◆ Extract:

When we tested different models introducing all or only a selection of the discussed covariates, we observed that the introduction of the variable plant into the model strongly increases the models’ goodness of fit (pseudo R2). This suggests that the differences between plants decisively contribute to the explanation of workers’ entry into early retirement. Perhaps workers were incited to retire early by the redundancy plans negotiated between the employees’ and employers’ representatives, some redundancy plans indeed containing extensive early retirement provisions.

In Table 4.2, we present an overview of the redundancy plan s and calculate the benefits for an exemplary worker aged 60 with 15 years of tenure and a pre-displacement wage of CHF 6000. Plant 1 located in Geneva provides men over the age of 62 and women over the age of 61 with early retirement benefits that depend on their tenure. Workers with at least 25 years’ tenure received a one-off payment of CHF 10,000 while workers with at least 36 years received CHF 20,000. Moreover, workers received a top-up of their unemployment benefits up to 60 % of their former wage. This measure is of relevance only for workers who live in France and who are subject to the French unemployment benefit system. Workers living in Switzerland do not need this provision since they have a replacement rate of at least 70 % of their former wage if they apply for unemployment benefits. The worker in the example in Table 4.2 does not receive early retirement provisions in Plant 1 since s/he is below the age limit.
Table 4.2

Retirement-related features of the redundancy plans

Plant

Early retirement provisions in general

Example for a 60-year-old man with 15 years’ tenure and previous gross monthly wage of CHF 6000

1 (Geneva)

Age limit: 62 (men), 61 (women)

Benefits: One-off payment of CHF 20,000 for workers with 36+ years’ tenure, 16,000 for 31+ tenure, 13,000 for 26+ tenure and 10,000 for 25+ tenure. 7000 for workers with young children. For French residents: Top-up of unemployment benefits up to 60 % of former wage (without 13th monthly wage). Contribution to old-age pension fund guaranteed.

2 (Biel)

– (no redundancy plan)

3 (NWS 1)

Age limit: 60 (men), 59 (women)

CHF 4500/month

Benefits: at least 70 % of former wage (13th monthly wage incl.) or at least CHF 4500/month

4 (Bern)

Age limit: 56.5

≈ CHF 2500/month (90 % of regular pension rate to which he is entitled at age 65, which depends on the years worked and the salary earned)

Benefits: 100 % of regular pension for age 63+, 90 % of regular pension for age 60+, CHF 4000/month until age 60, 90 % of regular pension for age 56.5+

5 (NWS 2)

Age limit: 58

1500 CHF/month (¼ of former wage)

◆ Supplied information:
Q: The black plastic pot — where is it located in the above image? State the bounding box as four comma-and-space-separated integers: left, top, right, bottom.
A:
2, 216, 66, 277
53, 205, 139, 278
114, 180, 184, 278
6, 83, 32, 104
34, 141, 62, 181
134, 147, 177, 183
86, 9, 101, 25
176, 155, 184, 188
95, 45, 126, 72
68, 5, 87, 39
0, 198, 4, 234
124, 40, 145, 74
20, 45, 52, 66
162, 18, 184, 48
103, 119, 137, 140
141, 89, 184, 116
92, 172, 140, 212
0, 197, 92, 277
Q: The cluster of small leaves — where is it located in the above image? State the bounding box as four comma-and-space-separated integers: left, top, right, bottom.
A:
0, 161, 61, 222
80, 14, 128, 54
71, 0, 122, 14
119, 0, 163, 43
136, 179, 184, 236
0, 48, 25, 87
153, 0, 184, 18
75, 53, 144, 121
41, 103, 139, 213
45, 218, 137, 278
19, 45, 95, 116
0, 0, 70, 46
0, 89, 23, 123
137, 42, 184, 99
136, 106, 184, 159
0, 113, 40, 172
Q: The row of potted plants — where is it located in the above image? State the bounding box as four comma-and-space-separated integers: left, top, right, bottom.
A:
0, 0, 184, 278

◆ What you should do: Reproduce the passage on redundancy plans above word for word, from "Early retirement provisions in general" to "(men), 61 (women)".

◆ Result of this exercise:
Early retirement provisions in general

Example for a 60-year-old man with 15 years’ tenure and previous gross monthly wage of CHF 6000

1 (Geneva)

Age limit: 62 (men), 61 (women)